╭──
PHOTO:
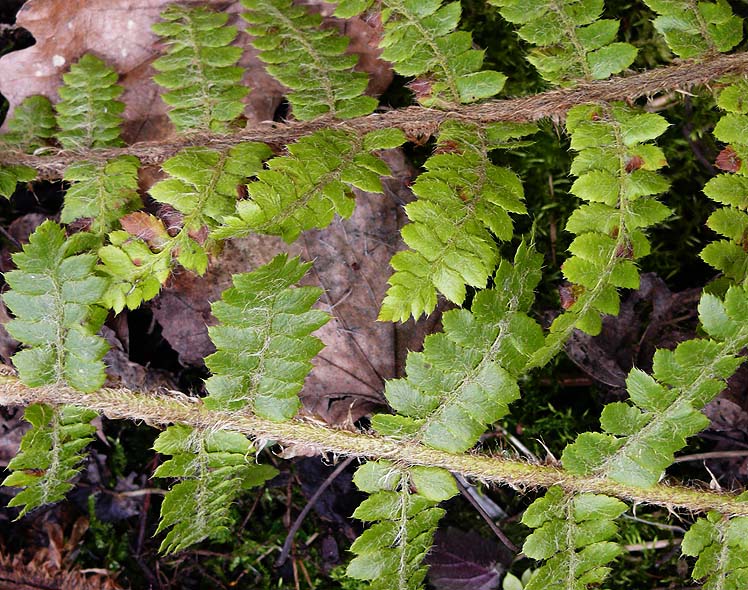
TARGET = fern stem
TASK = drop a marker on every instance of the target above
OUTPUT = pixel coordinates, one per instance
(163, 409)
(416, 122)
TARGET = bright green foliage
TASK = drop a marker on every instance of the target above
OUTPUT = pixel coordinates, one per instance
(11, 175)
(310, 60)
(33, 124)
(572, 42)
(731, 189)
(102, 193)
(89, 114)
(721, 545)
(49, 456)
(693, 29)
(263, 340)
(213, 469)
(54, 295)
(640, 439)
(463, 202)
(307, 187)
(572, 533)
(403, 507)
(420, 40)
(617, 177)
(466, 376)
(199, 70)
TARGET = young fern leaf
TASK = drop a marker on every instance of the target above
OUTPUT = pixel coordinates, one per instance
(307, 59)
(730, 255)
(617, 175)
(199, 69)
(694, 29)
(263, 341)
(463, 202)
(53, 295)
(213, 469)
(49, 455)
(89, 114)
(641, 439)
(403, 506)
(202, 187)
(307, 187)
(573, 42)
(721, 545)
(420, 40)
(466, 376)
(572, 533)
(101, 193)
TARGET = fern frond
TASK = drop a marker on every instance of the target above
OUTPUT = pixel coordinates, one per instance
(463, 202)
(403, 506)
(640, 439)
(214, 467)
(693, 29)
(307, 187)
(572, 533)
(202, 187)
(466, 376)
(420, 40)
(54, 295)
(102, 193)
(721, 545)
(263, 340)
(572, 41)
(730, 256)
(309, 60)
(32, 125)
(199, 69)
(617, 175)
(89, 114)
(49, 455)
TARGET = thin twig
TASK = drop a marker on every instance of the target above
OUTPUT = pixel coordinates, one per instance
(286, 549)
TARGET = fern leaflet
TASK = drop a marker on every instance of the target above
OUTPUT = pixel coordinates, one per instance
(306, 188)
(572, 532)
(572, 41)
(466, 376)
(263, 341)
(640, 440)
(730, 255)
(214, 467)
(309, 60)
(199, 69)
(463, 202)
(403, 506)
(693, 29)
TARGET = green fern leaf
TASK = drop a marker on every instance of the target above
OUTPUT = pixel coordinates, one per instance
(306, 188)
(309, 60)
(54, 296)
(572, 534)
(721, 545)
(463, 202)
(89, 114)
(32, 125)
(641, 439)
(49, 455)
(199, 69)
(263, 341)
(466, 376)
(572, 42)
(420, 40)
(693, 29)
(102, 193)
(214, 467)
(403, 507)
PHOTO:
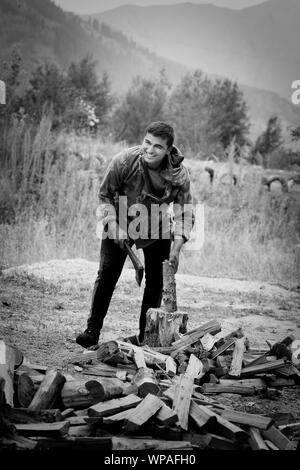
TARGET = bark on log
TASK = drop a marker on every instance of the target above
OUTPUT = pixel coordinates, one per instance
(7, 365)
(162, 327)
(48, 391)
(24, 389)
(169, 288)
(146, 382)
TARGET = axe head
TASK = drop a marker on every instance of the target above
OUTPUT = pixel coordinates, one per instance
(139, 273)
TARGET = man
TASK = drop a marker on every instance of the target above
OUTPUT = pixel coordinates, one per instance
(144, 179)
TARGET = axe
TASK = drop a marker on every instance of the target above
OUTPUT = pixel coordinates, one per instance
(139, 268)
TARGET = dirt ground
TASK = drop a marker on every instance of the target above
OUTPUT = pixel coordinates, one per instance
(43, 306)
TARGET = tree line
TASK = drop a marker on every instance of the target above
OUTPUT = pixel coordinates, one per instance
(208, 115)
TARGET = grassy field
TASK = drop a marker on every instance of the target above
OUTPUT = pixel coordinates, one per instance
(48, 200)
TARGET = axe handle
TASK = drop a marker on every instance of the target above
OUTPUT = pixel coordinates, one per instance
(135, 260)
╰──
**Required task**
Please rewrite the records above with every "drop a marker" changed to "place a pin" and everything else kept the same. Omit the pictures from your answer.

**Result of the exercise**
PHOTO:
TARGET = fern stem
TASK = place a pin on every instance of the target above
OUTPUT = pixel coordinates, one per instance
(163, 409)
(416, 122)
TARGET = bright green foliage
TASK = place a pin on every instance of the target above
OUTPUT = pixel coordinates, one per instance
(11, 175)
(310, 60)
(33, 124)
(572, 42)
(731, 189)
(102, 193)
(89, 114)
(721, 545)
(49, 456)
(693, 29)
(263, 340)
(213, 469)
(54, 295)
(640, 439)
(463, 202)
(307, 187)
(572, 533)
(403, 507)
(420, 40)
(617, 177)
(466, 376)
(199, 70)
TARGET = young fern leaf
TASK = place a pin on every instance of the target above
OUTPUT = pixel coordinates, one per instance
(307, 59)
(730, 255)
(617, 175)
(199, 69)
(694, 29)
(263, 341)
(463, 202)
(53, 295)
(213, 469)
(49, 455)
(89, 114)
(641, 439)
(403, 506)
(202, 187)
(307, 187)
(573, 42)
(721, 545)
(420, 40)
(466, 376)
(572, 533)
(101, 193)
TARGET = fern frond
TASK = place a pin on every instance of the target above
OUTPUT = pixel coordinates, one per instance
(463, 202)
(403, 506)
(640, 439)
(214, 467)
(693, 29)
(307, 187)
(572, 533)
(202, 187)
(466, 376)
(420, 40)
(54, 295)
(102, 193)
(721, 545)
(263, 340)
(572, 41)
(730, 256)
(309, 60)
(32, 125)
(199, 69)
(617, 175)
(89, 114)
(49, 455)
TARGET = thin twig
TASK = place a pin on every instance of the target above
OUTPUT = pixel coordinates, one per instance
(286, 549)
TARGET = fern leaflet
TASK = place a pin on every instance of the target above
OUTPUT = pixel coordinates, one per instance
(306, 188)
(572, 532)
(572, 41)
(466, 376)
(263, 341)
(640, 440)
(730, 255)
(214, 467)
(309, 60)
(199, 69)
(463, 202)
(403, 506)
(693, 29)
TARGET = green fern leaf
TASK = place a pin on every instance of the target above
OUTPUT = pixel coordinates, one per instance
(306, 188)
(309, 60)
(54, 296)
(572, 534)
(721, 545)
(463, 202)
(89, 114)
(32, 125)
(641, 439)
(49, 455)
(199, 69)
(263, 341)
(466, 376)
(572, 42)
(420, 40)
(693, 29)
(102, 193)
(214, 467)
(403, 507)
PHOTO:
TARGET = bark on log
TASK = place a pin on every instance of the target above
OUTPUT = pixel coordinates, one per instance
(7, 365)
(162, 327)
(48, 391)
(24, 389)
(169, 288)
(146, 382)
TARGET = axe head
TASK = place a pin on every instance of the target above
OUTPUT = pixel coordinates, one per instance
(139, 273)
TARGET = man
TASK = place a pin on every instance of the target above
OUTPUT = pixel coordinates, one per instance
(144, 179)
TARGET = axe
TASK = place a pin on every instance of the target above
OUTPUT = pixel coordinates, one per instance
(139, 268)
TARGET = dirt ground
TASK = place a pin on every instance of the target above
OUTPUT = pixel coordinates, one per instance
(43, 306)
TARGET = tree line
TASK = place a pin on every instance of the target above
OUTPUT = pixel coordinates, one per instance
(208, 115)
TARGET = grassy field
TASK = place a pin on every instance of the target above
OUTPUT = pixel coordinates, one per instance
(48, 200)
TARGET = axe handle
TASK = place a pin on every instance of the target above
OUTPUT = pixel coordinates, one per instance
(135, 260)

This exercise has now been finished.